_WHAT YOU HAVE TO DO_. Although the records contain pictures, only their text should be reproduced, exactly as written.

_INFORMATION GIVEN_.
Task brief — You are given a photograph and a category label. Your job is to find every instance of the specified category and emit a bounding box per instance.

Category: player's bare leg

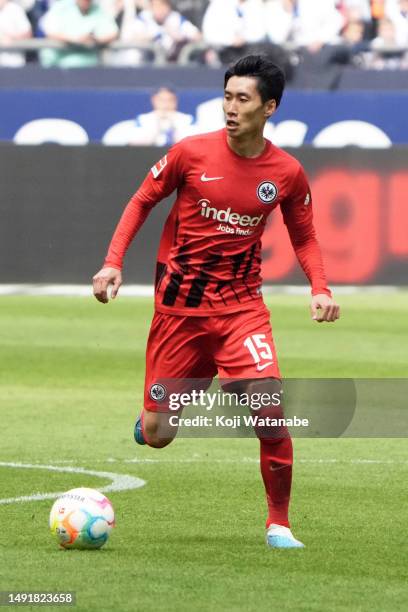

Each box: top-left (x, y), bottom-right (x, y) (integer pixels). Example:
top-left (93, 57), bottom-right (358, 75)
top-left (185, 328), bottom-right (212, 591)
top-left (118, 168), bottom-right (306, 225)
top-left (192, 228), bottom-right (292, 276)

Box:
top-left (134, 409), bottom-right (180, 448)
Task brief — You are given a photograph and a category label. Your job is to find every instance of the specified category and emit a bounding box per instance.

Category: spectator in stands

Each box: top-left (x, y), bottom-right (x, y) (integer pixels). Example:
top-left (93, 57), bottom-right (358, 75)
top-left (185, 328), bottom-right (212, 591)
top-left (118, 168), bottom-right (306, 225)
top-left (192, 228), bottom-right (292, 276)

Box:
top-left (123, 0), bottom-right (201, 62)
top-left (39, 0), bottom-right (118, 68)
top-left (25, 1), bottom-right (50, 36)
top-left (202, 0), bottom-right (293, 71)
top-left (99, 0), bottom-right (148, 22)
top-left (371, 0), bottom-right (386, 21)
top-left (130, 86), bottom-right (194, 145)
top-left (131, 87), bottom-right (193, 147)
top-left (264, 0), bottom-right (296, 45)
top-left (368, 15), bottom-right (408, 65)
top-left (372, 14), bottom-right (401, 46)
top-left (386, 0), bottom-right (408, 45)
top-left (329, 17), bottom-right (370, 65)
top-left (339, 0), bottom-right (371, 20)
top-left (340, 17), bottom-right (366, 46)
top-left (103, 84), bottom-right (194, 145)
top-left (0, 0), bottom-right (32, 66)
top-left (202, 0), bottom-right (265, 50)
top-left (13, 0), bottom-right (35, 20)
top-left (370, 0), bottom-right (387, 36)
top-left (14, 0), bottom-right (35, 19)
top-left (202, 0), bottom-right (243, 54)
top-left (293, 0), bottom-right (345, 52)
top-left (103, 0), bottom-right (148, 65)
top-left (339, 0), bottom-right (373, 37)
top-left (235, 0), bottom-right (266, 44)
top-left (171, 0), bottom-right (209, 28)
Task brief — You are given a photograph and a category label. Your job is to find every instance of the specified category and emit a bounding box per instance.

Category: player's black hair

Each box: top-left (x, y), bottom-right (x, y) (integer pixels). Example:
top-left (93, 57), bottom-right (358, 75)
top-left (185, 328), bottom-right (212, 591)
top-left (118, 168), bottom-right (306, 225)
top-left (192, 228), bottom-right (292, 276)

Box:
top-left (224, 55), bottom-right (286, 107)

_SOLUTION TO THIS EXERCISE_.
Task brief — You are given a photograph and a category label. Your job is to find every instance of the specified category and emit a bounding box per instance.

Category: player's bare leg


Each box: top-left (x, y), bottom-right (x, y) (integer pixels). Example:
top-left (93, 57), bottom-right (358, 75)
top-left (185, 328), bottom-right (212, 591)
top-left (118, 168), bottom-right (306, 225)
top-left (192, 228), bottom-right (292, 276)

Box:
top-left (134, 409), bottom-right (180, 448)
Task brief — You are given a photograph and a category label. Your job is to find every instance of the specified category and emit a bounding box per instance.

Category: spectator in stands

Each box: top-left (x, y), bottom-right (x, y) (integer pixels). Example:
top-left (93, 57), bottom-right (358, 75)
top-left (185, 328), bottom-right (212, 591)
top-left (118, 168), bottom-right (306, 225)
top-left (192, 228), bottom-right (292, 276)

Box:
top-left (123, 0), bottom-right (201, 62)
top-left (39, 0), bottom-right (118, 68)
top-left (25, 1), bottom-right (50, 36)
top-left (202, 0), bottom-right (293, 71)
top-left (99, 0), bottom-right (148, 22)
top-left (371, 0), bottom-right (386, 21)
top-left (130, 86), bottom-right (194, 145)
top-left (131, 87), bottom-right (193, 147)
top-left (264, 0), bottom-right (296, 45)
top-left (368, 15), bottom-right (408, 65)
top-left (372, 14), bottom-right (401, 46)
top-left (386, 0), bottom-right (408, 45)
top-left (329, 17), bottom-right (370, 65)
top-left (339, 0), bottom-right (371, 20)
top-left (340, 17), bottom-right (366, 46)
top-left (103, 84), bottom-right (194, 145)
top-left (0, 0), bottom-right (32, 66)
top-left (202, 0), bottom-right (265, 50)
top-left (13, 0), bottom-right (35, 20)
top-left (370, 0), bottom-right (387, 36)
top-left (14, 0), bottom-right (35, 19)
top-left (202, 0), bottom-right (243, 54)
top-left (293, 0), bottom-right (345, 52)
top-left (103, 0), bottom-right (148, 65)
top-left (339, 0), bottom-right (373, 37)
top-left (235, 0), bottom-right (266, 44)
top-left (171, 0), bottom-right (209, 28)
Task brief — You are given a photograph and a category label. Your job is to find every instance of the specified category and emit a bounding box per instance.

Category: player's black hair

Each box: top-left (x, y), bottom-right (x, y) (integer pixels). Example:
top-left (93, 57), bottom-right (358, 75)
top-left (185, 328), bottom-right (212, 591)
top-left (118, 168), bottom-right (306, 225)
top-left (192, 228), bottom-right (292, 276)

Box:
top-left (224, 55), bottom-right (286, 107)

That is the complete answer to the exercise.